* _PAGE EXCERPT_
^^^^^^^^^^^^^^^^

Phishing is the Most Successful and Potent Attack Vector


Learn to spot a phishing message

  • Email Address Are you sure this email is actually from Microsoft? Look again! Phishing emails can fake the display name of the sender but they cannot fake the actual email address.

Be watchful for very subtle misspellings of the legitimate domain name. Like where the second "o" has been replaced by a 0, or, where the "m" has been replaced by an "r" and a "n". These are common tricks of scammers.

  • Urgent call to action or threats. Be suspicious of emails that claim you must click, call, or open an attachment immediately. Often they'll claim you have to act now to receive a reward or avoid a penalty. Creating a false sense of urgency is a common trick of phishing attacks and scams. They do that so you won't think about it too much, or consult with a trusted advisor who may warn you away. An example would be: “Your account will be Blocked!” or, Your account expires Today!”

  • Spelling and bad grammar Professional companies or organizations usually have an editorial staff to ensure customers get high-quality, professional content. If an email message has obvious spelling or grammatical errors, it might be a scam. These errors are sometimes the result of awkward translation from a foreign language, and sometimes they're deliberate in an attempt to evade filters that try to block these attacks.

^^^^^^^^^^^^^^^^

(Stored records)
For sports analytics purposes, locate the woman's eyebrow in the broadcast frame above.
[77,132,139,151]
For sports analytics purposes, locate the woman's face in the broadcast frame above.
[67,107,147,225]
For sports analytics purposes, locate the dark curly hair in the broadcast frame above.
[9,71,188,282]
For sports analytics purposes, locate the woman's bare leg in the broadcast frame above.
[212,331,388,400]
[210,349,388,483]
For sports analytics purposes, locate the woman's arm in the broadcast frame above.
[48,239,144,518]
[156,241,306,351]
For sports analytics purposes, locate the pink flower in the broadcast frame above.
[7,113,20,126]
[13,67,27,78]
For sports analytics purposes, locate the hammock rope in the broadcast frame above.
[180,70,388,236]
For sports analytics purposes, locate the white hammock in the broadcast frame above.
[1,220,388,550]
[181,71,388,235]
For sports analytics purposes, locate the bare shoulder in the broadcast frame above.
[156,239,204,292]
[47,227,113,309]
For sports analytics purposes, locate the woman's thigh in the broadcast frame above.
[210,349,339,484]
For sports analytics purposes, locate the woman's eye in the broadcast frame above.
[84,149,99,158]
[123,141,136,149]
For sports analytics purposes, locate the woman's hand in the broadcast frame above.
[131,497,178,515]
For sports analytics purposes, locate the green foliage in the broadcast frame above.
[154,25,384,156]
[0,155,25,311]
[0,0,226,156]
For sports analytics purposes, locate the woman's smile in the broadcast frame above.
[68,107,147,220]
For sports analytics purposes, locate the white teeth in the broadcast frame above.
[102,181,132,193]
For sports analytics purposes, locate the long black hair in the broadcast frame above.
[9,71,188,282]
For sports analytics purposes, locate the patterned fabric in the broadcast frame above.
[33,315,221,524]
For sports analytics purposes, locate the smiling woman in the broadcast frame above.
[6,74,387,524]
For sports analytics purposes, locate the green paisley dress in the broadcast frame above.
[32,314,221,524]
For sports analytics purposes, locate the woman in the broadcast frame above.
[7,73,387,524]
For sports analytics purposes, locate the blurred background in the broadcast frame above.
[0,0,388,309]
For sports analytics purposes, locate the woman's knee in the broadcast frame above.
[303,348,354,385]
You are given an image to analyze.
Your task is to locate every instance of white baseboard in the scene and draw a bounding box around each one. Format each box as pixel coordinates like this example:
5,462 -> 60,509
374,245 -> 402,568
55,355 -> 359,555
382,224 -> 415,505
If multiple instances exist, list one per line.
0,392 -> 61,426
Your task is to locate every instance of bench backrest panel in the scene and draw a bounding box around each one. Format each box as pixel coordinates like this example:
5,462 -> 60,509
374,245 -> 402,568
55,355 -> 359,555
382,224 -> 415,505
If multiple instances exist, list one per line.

^^^^^^^^^^^^^^^^

* _WORK TASK A_
Retype the stretch of the phishing text from "Learn to spot" through "tricks of scammers.", word for word.
* _WORK TASK B_
Extend the text on spotting phishing messages, starting after its final sentence.
The items are not needed for anything here.

* _EXERCISE RESPONSE A_
Learn to spot a phishing message

  • Email Address Are you sure this email is actually from Microsoft? Look again! Phishing emails can fake the display name of the sender but they cannot fake the actual email address.

Be watchful for very subtle misspellings of the legitimate domain name. Like where the second "o" has been replaced by a 0, or, where the "m" has been replaced by an "r" and a "n". These are common tricks of scammers.

* _EXERCISE RESPONSE B_
  • Suspicious links or unexpected attachments Cybercriminals can also tempt you to visit fake websites with links to your email which may prompt you to enter your personal passwords.

  • Be wary of social engineering. Scammers scrape personal information from the Internet and use it to impersonate friends or authority figures.

  • Phishing emails often tell a story to trick you into clicking on a link or opening an attachment. They may-

    • say they’ve noticed some suspicious activity or log-in attempts

    • claim there’s a problem with your account or your payment information

    • say you must confirm some personal information

    • include a fake invoice

    • want you to click on a link to make a payment

    • say you’re eligible to register for a government refund

    • offer a coupon for free stuff

    • If it sounds too good to be true, it probably is.

If you receive a suspicious email

  • Do not enter your personal information or passwords on an untrusted website or a document referenced in the email.

  • Do not click any links provided in these emails (or cut and paste them into a browser). This may download viruses to your computer, or at best, confirm your email address to phishers.

  • Do not open any attachments. If you receive an attachment you are not expecting, confirm with the senders by phone that they did indeed send the message and meant to send an attachment.

  • Do not reply even if you recognize the sender as a well-known business or financial institution. If you have an account with this institution, contact them directly and ask them to verify the information included in the email.

  • Report any suspicious messages by forwarding it to

  • Delete the message.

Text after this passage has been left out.